Battelle has not yet arrived where he wants to be with his magazine, up on the pantheon of established business magazines with high circulation and worldwide brand recognition. Essentially The Standard is still a trade magazine for Silicon Valley, with half of its 150.000 circulation being mailed out for free to a selected audience. A 10 Million Dollar advertisement campaign should change that and help selling it at every newsagents in the English speaking world. Hari Kunzru, co-editor of Mute Magazine and ex-editor of Wire UK was in San Francisco for the Webby Awards and used the opportunity for an interview with John Battelle. The interview was conducted at 394 Pacific Av. San Francisco, California, Headquarter of the Industry Standard, on 11.5th of May 2000.

Talk to me about optimism. What mechanisms keep the market booming out here - media and information mechanisms as opposed to pure economic growth?

John Battelle: Commitment. I think that the people here, certainly in California, are really ideologically committed to the idea that through technology you will find market efficiency and through market efficiency you will find business success. No one's going to alter that belief. It's the ideology of the United States. It's manifest destiny, the same shit that's been going on forever.

So the new economy is historically continuous with past developments in the US?

John Battelle: Absolutely. It's not a trend. It's just the latest expression of a much broader philosophical bent. Whether or not the optimism meme gets embraced in Europe is a deeply interesting question.

I think it is. London is talking itself up now, or at least learning how to talk itself up.

John Battelle: I see that in London and you see glimmers of that in Amsterdam and Berlin. Looking around Europe now there aren't too many other places. France perhaps. I wouldn't want to lay claim to too much knowledge of Europe when it comes to this stuff. It's still to me a kind of odd place. It doesn't make much sense to me.

Task details:
Write the next part of the John Battelle interview, picking up after its final sentence. The data that comes next is separate material and has no connection to the interview.

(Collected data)
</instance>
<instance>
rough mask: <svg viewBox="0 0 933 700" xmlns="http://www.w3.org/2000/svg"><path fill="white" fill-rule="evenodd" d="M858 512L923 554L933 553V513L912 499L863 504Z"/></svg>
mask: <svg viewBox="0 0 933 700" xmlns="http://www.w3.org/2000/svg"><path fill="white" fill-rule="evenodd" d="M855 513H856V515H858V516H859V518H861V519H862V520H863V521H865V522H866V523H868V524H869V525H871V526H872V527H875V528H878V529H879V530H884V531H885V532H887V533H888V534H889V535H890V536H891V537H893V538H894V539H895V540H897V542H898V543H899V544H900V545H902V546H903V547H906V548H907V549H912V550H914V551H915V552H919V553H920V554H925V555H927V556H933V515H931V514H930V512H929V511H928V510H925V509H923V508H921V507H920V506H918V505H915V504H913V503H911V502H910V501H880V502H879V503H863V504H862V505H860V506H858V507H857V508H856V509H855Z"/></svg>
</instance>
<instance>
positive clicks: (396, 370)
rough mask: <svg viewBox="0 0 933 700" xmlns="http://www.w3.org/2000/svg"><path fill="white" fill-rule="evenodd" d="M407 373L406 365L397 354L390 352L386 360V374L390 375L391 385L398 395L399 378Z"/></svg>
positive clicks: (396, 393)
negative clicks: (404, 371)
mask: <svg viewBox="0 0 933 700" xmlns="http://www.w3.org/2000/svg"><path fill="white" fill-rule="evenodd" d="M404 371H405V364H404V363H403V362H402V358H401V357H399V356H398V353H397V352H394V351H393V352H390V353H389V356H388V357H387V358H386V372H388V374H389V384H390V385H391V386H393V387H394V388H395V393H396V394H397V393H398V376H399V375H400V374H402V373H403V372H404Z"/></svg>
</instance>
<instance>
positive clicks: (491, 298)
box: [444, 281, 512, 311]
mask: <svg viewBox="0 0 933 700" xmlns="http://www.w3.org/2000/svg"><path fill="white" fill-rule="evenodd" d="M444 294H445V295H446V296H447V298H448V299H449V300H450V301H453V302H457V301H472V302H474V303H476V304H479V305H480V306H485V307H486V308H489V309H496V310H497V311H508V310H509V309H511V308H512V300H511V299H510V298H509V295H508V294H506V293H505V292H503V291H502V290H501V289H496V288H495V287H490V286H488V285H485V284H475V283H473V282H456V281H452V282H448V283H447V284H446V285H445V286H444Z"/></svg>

Exercise response:
What do you have to do, and what do you have to watch out for as a person whose opinions are taken seriously in the Bay Area technology industry? Who do you talk to and who don't you talk to?

John Battelle: The media? Given that my whole career has been in the media, I tend to take the approach that you don't ever not talk to anybody. It serves you poorly. However what I say is very guarded. It's got to be. I have opinions but I tend to keep them to myself unless I feel in command of the space that I'm talking about, which is why things always tend to come back to my company, because I have command of that. I have a certain amount of command over my trajectory through the industry. Btu when someone asks what my opinion is about Excite, @home or whatever, I've got very strong opinions but I generally keep them to myself. To succeed in this world is extraordinarily tied by personal relationships - that's why the geographic region is so important, that's why people are prepared to pay $100 per square foot for real estate, because they want to be within a stone's throw of everyone else. There's this almost indefensible explosion of parties - the reason I'm dressed like this [suit and tie] is because tonight's the Webbies and I'm a judge.

I'll be there too.

John Battelle: See you this evening.

So this talking machine - do you think it's more important because it's a knowledge-based economy?

John Battelle: Clearly. There's just not that much to say about work if work is not knowledge-based. You know, other than, hey, the coalmine sucks! There's not that much to say. But if you're a manager in an industrial economy there's lots to talk about but very few people to talk to because there's only one manager for every hundred people. In this environment, in this economy, everyone who works at my place thinks they're going to be CEO some day - because they could. It's quite conceivable. It's quite democratic. They're smart enough. They know enough of the right people. They have good enough ideas. They will move up and become significant players. The assumption in a knowledge economy, if you're a knowledge worker is that you're not stuck. So there's this relentless networking to get ahead that occurs. It's just relentless. And we have benefited greatly by it. It's a publisher's job to be a platform for communication between a market.

The volume of e-business press that's coming out is enormous- you and Red Herring and Fast Company and the rest...

John Battelle: Look at this - this is Fortune, biweekly. Look at that. One hundred and fifty pages. Filled with dotcom ads dotcom...dotcom...dotcom...dotcom..dotcom...dotcom... dotcom...dotcom... dotcom...I gotta call my ad guy, Jesus Christ look at that. Doctom ...dotcom... dotcom...That is amazing.

Is this just an expression of there being more information to digest? Is this sustainable? Are some of these going to die?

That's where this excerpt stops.